*** Provided text Section Begins ***
Bills to cut, simplify state income taxes have first hearing in Montana Senate
Jan 30, 2015
By MBPC Staff
Bills to cut, simplify state income taxes have first hearing in Montana Senate,
Missoulian (also Helena Independent Record), January 29, 2015
HELENA – Republican lawmakers added two more bills to their tax-cutting mix Thursday: One that chops state income tax rates and another that overhauls and simplifies the income tax, with fewer brackets and lower rates.
“It takes Montana’s income tax from one of the most complicated ones to one of the most simple,” Sen. Bruce Tutvedt, R-Kalispell, said of his Senate Bill 171. “It’s able to lower rates and simplify the system in a very good and exciting way.”
Tutvedt’s bill, presented Thursday to the Senate Taxation Committee, wouldn’t lower overall taxes much over the long run – although it would increase and decrease taxes for certain taxpayers.
The second bill heard Thursday by the same committee, however, is a straight, permanent income tax cut of $70 million to $75 million a year, cutting the rate for each of Montana’s six income tax brackets.
Sen. Duane Ankney, R-Colstrip, the sponsor of Senate Bill 200, said he intended the bill to give broader cuts to middle-class taxpayers – although he acknowledged that it benefits big earners, too.
“(The blue-collar guy) has things he wants to do with that money that he pays now in taxes,” Ankney said. “This tax cut ain’t aimed at the rich and famous. ...
“Yeah, there is more money going out of this to those in that top-earning bracket. But that’s the people who’s hiring this guy who’s going to work, and I’m trying to cut the guy who’s going to work’s taxes.”
Ankney also said he’s open to negotiating his bill’s proposed rate cut, saying he had intended the overall cut to be about $50 million a year instead of $75 million.
“If there is a number somewhere that can be reached, a reasonable number, I’m certainly open to that, he said.
*** Provided text Section Ends ***
*** Records shown Section Begins ***
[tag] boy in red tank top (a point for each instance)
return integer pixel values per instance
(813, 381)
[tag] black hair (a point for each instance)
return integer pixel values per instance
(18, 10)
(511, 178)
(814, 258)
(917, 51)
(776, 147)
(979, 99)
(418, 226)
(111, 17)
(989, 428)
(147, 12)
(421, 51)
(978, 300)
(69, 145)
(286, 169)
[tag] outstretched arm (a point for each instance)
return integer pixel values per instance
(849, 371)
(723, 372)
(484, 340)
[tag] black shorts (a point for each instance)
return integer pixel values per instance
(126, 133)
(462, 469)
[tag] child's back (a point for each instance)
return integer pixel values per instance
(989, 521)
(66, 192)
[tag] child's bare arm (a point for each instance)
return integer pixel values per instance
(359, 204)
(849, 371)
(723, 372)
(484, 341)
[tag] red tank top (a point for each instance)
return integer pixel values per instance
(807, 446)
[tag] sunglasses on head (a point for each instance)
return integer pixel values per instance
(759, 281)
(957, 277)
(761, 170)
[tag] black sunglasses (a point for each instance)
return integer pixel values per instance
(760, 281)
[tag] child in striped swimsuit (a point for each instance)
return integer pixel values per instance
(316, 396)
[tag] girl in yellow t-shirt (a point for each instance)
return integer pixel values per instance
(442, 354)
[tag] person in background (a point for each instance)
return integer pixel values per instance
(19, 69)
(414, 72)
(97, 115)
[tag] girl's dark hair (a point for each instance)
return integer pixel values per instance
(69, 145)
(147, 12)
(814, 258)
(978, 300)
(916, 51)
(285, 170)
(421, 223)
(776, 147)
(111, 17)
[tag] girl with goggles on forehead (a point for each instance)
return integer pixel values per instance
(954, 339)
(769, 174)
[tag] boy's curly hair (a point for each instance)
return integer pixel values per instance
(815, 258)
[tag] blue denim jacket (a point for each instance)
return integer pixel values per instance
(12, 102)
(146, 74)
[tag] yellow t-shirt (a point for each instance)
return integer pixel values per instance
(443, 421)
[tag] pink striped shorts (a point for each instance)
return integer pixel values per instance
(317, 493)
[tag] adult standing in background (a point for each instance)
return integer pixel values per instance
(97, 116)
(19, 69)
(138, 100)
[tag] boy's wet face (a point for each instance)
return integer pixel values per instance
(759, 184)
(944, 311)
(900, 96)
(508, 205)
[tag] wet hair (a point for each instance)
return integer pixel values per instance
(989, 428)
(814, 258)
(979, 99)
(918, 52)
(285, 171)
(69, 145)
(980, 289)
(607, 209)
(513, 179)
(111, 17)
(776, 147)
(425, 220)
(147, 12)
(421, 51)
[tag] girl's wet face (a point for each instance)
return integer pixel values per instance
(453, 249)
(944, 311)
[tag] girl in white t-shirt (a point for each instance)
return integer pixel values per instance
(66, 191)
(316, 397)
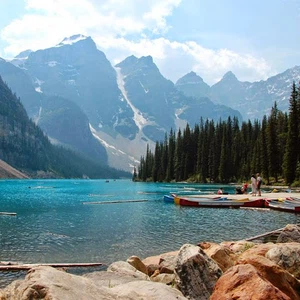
*** Records shown Section Ends ***
• _Actions to take_:
A: Reproduce the passage of the Montana income tax article starting with "Ankney also said" and going on through "of $75 million.".
B: In the Montana income tax article, who is the sponsor of Senate Bill 200?
The records come from a different source than the article.

• _Task responses_:
A:
Ankney also said he’s open to negotiating his bill’s proposed rate cut, saying he had intended the overall cut to be about $50 million a year instead of $75 million.

B: Sen. Duane Ankney, R-Colstrip.